• **DOCUMENT**

□ □ □

On Tue, 01 Nov 2005 15:55:21 -0500, Bill Schwab
wrote:

Hello all,

I need to make a hole for a D-shell connector in a plastic box, approx
6x3x2 inches. It is at least simlar to Radio Shack cataglog number
270-1803 (you can search for that number on www.radioshack.com in case
you want see what I have in mind), and I need to put the trapezoidal
hole in one of the ends.

Any thoughts on clamping the box such that the end suspended above the
table of a mill-drill is well supported? I suppose I could simply clamp
it in the vice, but that seems less than optimal.

There are punches for making D-shell holes, but the last I looked, each
size cost almost half what I paid for my mill (minus tooling, freight,
etc. g).

Obviously, once I clamp the box, I will have the joys of trying to
machine something that has non-orthogonal sides. One approach would be
to put the rotary base back on my vice. I could make a jig of some
sort, or simply get the corners right and fake the non-parallel edges.
Given that I have previously done this by hand with a dremel, it need
not be perfect. With that said, suggestions for doing it correctly will
be cheerfully read and quite possible used.

□ □ □

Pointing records
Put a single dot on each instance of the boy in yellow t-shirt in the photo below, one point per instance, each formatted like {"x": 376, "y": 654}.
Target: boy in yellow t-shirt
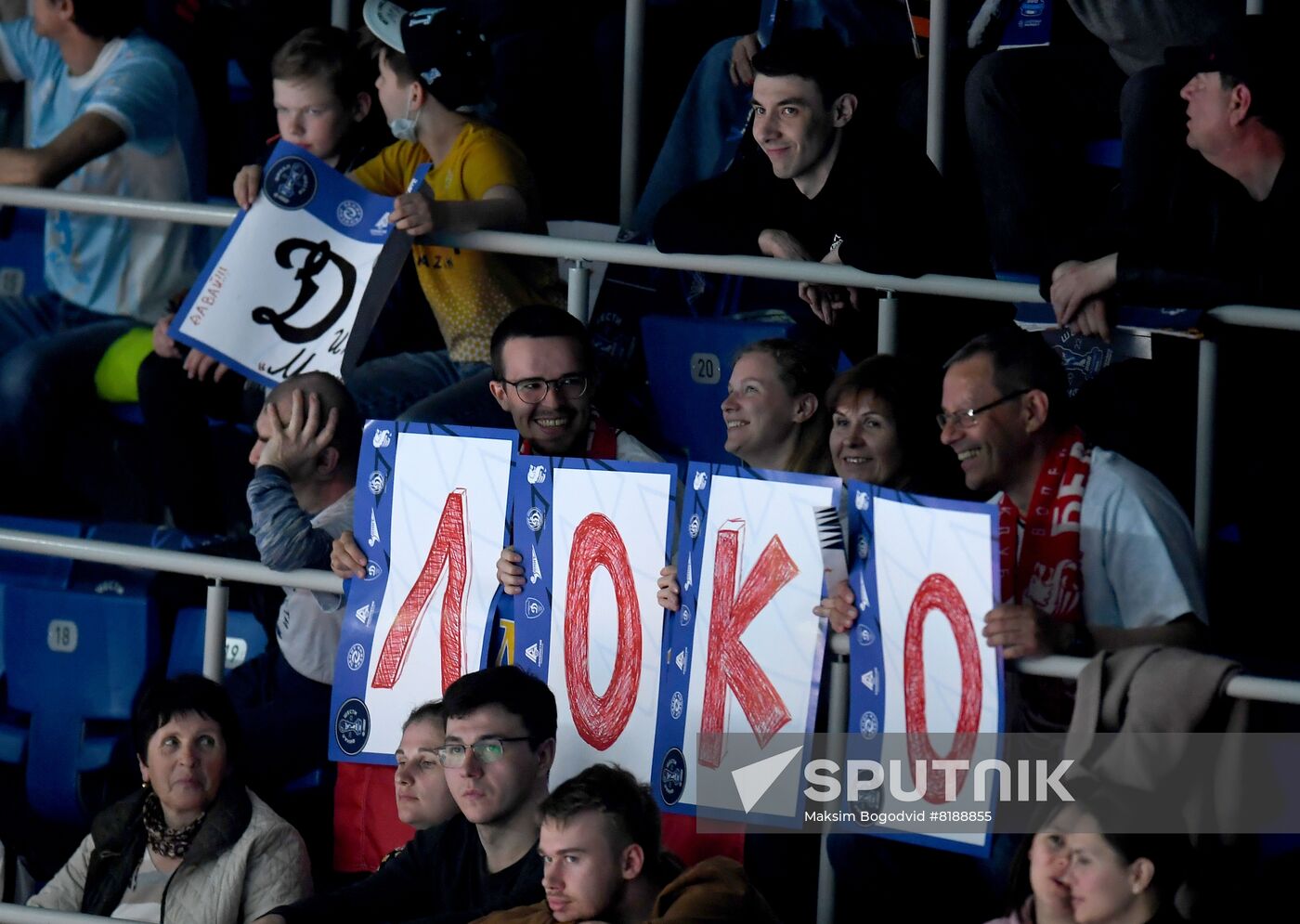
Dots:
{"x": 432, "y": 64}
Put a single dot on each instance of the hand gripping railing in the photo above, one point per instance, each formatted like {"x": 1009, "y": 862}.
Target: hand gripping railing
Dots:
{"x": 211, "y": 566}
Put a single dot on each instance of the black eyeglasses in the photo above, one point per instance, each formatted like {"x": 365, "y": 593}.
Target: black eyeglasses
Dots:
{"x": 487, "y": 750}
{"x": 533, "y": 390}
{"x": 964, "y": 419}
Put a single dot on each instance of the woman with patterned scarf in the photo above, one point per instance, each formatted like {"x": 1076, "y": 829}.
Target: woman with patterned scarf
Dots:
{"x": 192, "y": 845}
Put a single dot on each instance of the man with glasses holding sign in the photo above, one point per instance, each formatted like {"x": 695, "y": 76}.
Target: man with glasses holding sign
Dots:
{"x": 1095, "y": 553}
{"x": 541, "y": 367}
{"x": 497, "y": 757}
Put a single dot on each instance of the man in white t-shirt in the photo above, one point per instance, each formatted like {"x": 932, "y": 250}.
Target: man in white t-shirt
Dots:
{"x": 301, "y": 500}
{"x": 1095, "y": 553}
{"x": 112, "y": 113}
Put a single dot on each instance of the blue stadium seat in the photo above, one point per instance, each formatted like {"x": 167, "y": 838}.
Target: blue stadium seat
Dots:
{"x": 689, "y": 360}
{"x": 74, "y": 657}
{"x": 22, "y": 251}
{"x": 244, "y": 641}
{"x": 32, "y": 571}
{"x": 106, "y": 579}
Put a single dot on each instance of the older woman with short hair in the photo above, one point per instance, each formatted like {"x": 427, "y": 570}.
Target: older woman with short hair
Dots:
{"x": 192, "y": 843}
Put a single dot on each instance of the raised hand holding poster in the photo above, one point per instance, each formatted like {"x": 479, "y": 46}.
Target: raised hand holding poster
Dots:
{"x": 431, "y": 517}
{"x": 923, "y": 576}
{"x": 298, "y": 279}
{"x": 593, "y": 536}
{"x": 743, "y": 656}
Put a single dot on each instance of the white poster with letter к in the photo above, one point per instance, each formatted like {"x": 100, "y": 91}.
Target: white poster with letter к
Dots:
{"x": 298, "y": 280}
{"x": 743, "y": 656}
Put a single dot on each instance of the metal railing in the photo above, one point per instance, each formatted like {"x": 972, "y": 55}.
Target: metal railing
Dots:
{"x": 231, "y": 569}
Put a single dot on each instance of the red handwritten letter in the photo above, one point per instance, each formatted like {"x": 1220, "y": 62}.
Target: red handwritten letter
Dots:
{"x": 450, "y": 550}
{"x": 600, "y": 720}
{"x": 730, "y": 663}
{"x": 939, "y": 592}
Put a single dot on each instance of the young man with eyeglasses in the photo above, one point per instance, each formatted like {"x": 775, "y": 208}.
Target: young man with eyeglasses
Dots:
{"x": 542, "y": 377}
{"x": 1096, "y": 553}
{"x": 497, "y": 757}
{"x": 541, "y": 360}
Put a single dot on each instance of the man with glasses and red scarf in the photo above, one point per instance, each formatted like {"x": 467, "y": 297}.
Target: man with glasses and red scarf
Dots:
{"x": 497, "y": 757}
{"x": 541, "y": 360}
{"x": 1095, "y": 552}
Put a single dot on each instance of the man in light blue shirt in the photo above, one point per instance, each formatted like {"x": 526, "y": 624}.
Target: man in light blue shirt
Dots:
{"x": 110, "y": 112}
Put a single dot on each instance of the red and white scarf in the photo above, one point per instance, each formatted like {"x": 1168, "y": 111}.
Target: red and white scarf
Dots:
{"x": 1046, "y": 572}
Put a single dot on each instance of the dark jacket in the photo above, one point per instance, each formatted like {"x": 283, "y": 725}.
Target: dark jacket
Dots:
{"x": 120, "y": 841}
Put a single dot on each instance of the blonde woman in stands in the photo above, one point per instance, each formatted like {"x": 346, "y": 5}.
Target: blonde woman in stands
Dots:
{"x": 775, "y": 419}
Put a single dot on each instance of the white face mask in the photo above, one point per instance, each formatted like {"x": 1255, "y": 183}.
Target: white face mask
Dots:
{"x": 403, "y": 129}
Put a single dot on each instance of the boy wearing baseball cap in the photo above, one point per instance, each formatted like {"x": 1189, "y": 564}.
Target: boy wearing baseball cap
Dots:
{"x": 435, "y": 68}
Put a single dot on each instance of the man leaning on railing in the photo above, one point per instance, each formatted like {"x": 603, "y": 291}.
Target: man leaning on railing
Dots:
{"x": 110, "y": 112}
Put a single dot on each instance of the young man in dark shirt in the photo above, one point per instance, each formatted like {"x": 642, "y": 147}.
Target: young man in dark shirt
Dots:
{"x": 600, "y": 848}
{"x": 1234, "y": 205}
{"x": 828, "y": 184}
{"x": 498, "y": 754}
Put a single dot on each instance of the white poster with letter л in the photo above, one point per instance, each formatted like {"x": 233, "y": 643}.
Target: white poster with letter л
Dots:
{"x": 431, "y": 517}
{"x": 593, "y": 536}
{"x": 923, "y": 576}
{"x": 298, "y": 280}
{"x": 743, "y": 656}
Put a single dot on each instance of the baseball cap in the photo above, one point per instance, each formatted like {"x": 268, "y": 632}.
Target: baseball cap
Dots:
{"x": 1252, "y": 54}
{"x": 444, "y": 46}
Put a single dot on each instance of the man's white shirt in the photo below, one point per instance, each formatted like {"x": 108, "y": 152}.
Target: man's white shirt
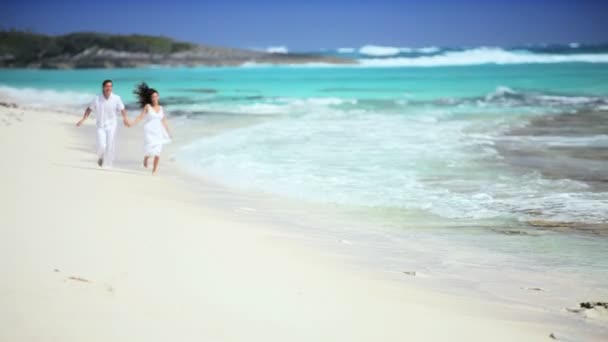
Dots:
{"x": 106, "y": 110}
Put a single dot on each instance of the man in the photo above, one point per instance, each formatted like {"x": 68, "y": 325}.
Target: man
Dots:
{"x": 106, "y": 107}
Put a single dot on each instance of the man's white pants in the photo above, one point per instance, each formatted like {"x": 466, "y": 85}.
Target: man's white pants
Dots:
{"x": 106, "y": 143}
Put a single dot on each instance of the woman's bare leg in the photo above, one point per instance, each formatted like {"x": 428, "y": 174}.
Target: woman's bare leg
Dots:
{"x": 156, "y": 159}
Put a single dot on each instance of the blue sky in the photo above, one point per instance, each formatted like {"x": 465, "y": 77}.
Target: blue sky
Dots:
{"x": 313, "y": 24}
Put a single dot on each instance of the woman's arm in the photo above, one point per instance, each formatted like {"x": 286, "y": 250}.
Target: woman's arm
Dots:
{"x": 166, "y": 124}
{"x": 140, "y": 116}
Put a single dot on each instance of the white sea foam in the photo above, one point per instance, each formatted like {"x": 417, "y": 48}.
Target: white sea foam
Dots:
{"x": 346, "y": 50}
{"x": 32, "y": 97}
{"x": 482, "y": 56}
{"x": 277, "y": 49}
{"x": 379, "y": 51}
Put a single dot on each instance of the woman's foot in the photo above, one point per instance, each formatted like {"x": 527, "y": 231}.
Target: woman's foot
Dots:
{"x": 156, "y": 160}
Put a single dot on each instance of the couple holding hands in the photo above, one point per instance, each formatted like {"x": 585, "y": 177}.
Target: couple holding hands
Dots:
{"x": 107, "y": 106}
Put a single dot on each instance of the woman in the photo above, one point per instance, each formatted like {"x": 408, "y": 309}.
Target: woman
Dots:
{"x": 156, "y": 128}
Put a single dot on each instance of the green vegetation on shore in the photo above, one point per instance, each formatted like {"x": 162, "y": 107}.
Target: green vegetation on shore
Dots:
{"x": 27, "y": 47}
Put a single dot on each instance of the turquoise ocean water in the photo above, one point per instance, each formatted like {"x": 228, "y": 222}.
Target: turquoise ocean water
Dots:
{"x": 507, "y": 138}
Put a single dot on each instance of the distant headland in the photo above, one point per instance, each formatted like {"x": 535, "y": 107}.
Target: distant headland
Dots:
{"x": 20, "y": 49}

□ □ □

• **STATED EXERCISE**
Condense the post's paragraph beginning "Obviously, once I clamp the box" into a short bulleted list that keeps its main facts. The entries have no connection to the post.

• **ANSWER TO THIS PROBLEM**
- After clamping, the box's non-orthogonal sides will still be hard to machine.
- Possible approaches: put the rotary base back on the vise, build some kind of jig, or get the corners right and fake the non-parallel edges.
- The work has been done by hand with a Dremel before, so the result need not be perfect.
- Suggestions for doing it correctly are welcome and may well be used.